* PASSAGE SHOWN:
● ● ● ●

There is a right to life and the demonstration of that is that someone or some thing is living. Then men and/or nature take that away for various reasons. Yet it still exists independently of either.

Come on, now. How does a living thing demonstrate the right to life?

Life, in itself, does not demonstrate that the right to it does exist any more than death/killing demonstrates that it doesn’t. Be serious.

^ By virtue of it’s existence. A dead thing has no right to life. Only something living can have a right to life.

ann, please, you really are not being serious

I have acknowledged multiple times that rights exist in the context of the sovereign entity (SE) or state. Do I really have to go back and show you?

I said that they are meaningless as I described them, as qualities or attributes inherent to the individual. They only exist as granted by the state.

If there is no SE with a code of laws, and a legal system that works as intended, then “rights” is an empty concept. But it is a perfectly useful concept (kind of a shorthand, the way I see it) when there is the SE and legal system. Your problem is not being able to keep these two contexts separate.

Ding ding ding! Gray Falcon @373 has it in one: Why do we have major international declarations on what constitutes human rights? Nazis.

Zebra, in more than one thread I have tried to explain research ethics and the laws, standards and regulations surrounding human subject research. So far you have categorically refused to acknowledge that any of it exists.

Please go read the Declaration of Helsinki and think about how that applies to your proposed research database, as well as your ongoing argument with ann about the concept of rights.

● ● ● ●

* THE DATA:

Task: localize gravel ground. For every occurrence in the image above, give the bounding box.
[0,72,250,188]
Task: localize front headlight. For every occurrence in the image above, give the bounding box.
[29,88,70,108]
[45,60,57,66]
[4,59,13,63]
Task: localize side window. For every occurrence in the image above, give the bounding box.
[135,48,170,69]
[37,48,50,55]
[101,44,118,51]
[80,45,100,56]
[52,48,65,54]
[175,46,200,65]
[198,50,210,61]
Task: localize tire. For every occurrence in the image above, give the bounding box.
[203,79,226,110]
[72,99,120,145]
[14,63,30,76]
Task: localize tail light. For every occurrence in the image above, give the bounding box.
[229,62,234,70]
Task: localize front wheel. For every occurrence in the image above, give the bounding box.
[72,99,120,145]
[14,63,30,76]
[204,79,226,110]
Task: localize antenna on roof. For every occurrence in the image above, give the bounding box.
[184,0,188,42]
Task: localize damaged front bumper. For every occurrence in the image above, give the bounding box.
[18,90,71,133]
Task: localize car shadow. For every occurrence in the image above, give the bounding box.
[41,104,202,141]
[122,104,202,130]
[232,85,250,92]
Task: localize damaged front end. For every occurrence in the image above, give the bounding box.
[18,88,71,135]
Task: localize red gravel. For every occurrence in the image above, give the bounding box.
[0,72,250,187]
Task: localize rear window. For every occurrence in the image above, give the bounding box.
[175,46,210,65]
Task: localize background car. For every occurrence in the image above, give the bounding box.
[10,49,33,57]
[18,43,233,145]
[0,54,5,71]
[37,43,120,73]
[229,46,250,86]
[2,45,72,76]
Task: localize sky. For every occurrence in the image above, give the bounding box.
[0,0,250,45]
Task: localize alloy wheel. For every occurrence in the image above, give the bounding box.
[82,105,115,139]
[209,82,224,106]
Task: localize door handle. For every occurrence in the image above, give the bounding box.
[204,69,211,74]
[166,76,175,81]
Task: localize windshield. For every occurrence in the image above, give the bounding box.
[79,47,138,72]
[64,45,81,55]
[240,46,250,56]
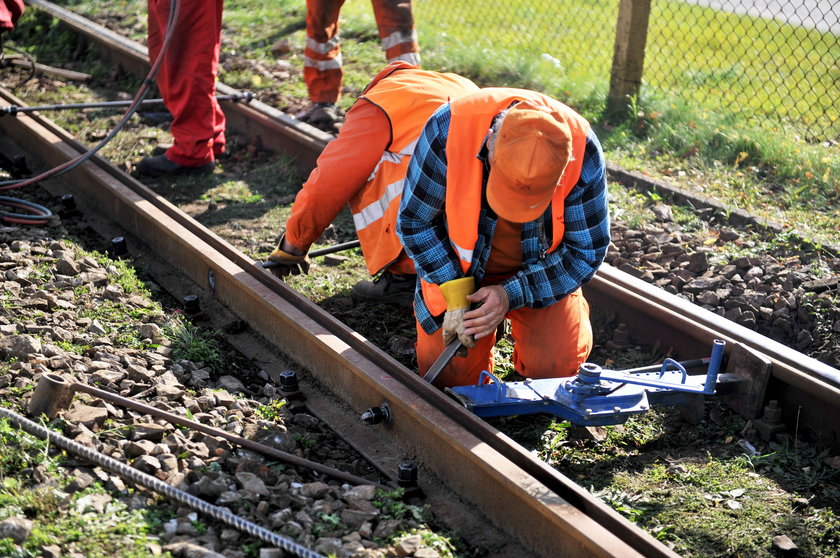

● ● ● ●

* WHAT THE TASK REQUIRES:
Continue the discussion above about whether rights exist apart from the state, starting right after its final sentence.

* ANSWER FOR THIS EXERCISE:
And re: ” the paranoia, including yours, surrounding my innocuous suggestion here” – It’s not paranoia if there is ample evidence for past malfeasance. Or, is it still paranoia if they really are out to get you?

Of course human rights and ethics are not Platonic entities that exist “out there”; they are the result of agreement and consensus. Ethics are the basis of laws and professional standards that are enforced and have real consequences. How can anyone be so utterly confused about this?

The point of all the many committees and steering groups internationally that are wrestling with the thorny problem of genomic privacy is to establish an agreed ethical framework and to establish what legislation, if any, is required. Here’s a list of the different state statutes dealing with this issue that have been introduced over the past eight years.

Sorry if you are unwilling to acknowledge this, but I guess I’m the only one here willing to admit I got something wrong.

You owe me a new irony meter. 20 posts or so ago you were unable to admit that you were wrong about your use of gratis even as you agreed with ann about the definition (a definition that doesn’t make sense in the context you used the word).

Zebra @371:
Please, I admitted I was wrong in #126.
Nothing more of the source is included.